::: Records provided :::

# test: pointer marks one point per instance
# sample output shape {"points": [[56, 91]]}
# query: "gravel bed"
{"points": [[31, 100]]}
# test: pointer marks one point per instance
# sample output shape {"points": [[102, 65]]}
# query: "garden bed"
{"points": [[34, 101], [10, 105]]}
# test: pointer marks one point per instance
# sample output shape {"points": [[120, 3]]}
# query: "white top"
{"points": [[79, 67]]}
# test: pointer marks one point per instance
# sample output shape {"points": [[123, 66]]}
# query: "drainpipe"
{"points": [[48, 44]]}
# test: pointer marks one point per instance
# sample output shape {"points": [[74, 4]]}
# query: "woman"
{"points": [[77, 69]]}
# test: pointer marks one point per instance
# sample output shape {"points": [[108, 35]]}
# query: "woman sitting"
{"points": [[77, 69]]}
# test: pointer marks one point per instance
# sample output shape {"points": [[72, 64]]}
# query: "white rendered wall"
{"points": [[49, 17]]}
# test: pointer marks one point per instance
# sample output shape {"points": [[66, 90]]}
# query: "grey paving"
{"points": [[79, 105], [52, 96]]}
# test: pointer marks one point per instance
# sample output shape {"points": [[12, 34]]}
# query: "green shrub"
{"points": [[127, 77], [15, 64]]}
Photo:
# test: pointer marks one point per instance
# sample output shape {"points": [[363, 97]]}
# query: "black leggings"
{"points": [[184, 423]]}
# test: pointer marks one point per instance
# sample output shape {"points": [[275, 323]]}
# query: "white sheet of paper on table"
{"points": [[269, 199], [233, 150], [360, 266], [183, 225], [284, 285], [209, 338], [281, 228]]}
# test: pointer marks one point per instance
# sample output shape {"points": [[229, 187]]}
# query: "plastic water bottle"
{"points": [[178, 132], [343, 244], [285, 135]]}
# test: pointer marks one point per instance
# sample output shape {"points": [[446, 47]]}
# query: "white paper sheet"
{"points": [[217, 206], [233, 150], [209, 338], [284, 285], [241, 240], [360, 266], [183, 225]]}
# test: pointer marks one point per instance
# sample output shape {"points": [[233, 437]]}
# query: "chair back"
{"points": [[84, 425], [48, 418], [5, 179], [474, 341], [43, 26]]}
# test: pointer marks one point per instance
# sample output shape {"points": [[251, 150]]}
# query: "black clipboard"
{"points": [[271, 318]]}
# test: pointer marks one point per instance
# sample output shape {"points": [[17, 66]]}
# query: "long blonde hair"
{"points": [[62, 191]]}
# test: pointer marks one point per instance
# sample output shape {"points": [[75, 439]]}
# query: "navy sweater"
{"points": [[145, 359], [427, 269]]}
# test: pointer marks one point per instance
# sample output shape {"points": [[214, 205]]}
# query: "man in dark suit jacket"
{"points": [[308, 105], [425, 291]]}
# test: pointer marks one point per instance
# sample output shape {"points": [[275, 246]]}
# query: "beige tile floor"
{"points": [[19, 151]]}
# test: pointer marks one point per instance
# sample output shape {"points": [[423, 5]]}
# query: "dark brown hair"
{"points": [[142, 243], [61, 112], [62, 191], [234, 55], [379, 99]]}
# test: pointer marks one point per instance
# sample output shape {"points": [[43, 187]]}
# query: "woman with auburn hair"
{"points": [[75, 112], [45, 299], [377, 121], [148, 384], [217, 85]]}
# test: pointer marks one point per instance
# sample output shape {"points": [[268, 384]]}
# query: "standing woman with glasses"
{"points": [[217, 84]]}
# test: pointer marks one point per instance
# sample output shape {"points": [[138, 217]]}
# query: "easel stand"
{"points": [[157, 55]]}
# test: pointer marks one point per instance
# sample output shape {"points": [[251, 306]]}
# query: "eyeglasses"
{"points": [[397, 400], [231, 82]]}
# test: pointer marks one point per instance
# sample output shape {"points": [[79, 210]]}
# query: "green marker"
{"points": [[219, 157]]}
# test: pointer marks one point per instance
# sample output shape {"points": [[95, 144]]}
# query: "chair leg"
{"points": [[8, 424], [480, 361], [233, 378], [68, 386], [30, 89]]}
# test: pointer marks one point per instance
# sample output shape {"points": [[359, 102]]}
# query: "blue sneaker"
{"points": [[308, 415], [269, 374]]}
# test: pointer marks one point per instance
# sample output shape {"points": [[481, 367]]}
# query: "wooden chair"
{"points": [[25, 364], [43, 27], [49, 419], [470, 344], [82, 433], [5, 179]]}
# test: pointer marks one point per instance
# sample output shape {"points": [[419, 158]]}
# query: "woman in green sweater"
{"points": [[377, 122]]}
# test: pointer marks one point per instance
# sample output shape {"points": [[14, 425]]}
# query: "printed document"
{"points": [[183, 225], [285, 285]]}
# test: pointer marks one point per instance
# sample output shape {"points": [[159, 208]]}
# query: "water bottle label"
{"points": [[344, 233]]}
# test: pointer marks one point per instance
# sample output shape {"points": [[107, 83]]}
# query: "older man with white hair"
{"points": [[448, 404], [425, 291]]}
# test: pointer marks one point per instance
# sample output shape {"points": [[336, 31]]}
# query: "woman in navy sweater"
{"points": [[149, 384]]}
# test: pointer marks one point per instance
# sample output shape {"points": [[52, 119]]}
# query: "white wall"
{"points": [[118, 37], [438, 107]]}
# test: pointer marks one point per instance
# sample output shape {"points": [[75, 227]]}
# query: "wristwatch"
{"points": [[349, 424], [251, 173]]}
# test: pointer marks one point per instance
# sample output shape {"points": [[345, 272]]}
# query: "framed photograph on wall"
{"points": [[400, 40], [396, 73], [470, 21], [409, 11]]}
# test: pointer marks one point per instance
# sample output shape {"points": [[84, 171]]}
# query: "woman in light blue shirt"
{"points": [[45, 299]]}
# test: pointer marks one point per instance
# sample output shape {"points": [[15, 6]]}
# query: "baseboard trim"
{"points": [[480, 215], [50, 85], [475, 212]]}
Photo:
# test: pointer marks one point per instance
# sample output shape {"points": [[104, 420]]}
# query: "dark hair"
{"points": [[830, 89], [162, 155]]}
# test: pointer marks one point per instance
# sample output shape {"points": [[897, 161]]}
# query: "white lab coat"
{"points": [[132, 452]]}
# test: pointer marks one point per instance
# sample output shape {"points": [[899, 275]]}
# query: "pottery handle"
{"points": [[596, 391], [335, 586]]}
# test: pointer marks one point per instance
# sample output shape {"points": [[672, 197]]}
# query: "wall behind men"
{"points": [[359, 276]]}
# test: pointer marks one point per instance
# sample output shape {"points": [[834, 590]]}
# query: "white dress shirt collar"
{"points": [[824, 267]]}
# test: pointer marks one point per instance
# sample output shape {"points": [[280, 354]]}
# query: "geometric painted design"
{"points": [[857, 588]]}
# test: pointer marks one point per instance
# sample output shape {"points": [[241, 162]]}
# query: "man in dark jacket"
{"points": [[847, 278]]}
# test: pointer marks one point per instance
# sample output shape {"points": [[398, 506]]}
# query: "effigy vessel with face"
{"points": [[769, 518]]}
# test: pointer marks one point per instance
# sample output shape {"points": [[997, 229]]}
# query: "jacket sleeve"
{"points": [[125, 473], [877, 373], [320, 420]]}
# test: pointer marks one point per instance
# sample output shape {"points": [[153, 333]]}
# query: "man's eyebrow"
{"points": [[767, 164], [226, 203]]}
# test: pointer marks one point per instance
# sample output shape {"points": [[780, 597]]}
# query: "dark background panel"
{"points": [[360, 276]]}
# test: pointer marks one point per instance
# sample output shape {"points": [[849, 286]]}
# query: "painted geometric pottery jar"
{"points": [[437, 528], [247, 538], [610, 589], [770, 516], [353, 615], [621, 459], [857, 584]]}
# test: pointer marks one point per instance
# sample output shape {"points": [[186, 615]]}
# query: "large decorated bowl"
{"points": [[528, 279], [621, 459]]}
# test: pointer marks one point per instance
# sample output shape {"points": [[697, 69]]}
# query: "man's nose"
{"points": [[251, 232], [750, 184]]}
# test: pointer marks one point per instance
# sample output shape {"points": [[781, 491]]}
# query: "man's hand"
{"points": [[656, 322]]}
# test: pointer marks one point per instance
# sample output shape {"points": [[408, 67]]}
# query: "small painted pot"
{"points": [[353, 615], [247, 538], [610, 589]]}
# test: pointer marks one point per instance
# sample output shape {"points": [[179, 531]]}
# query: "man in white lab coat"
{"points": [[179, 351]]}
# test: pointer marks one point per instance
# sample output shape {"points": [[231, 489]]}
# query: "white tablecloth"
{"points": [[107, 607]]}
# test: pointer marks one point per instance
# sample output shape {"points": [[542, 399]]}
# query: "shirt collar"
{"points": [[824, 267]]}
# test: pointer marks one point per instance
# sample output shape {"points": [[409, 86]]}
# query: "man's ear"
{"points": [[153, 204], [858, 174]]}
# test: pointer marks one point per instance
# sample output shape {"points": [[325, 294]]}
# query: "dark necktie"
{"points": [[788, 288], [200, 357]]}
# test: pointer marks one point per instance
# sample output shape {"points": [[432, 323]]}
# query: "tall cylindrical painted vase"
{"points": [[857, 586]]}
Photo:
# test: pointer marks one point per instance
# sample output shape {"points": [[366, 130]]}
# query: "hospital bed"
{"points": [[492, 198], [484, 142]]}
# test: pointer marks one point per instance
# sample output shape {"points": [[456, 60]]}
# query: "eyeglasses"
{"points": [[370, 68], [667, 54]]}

:::

Written request: Gather every line in the listing above that contains the word "chair", and copy each of those lines in full.

Result for this exercise:
# query: "chair back"
# query: "chair leg"
# query: "wooden chair"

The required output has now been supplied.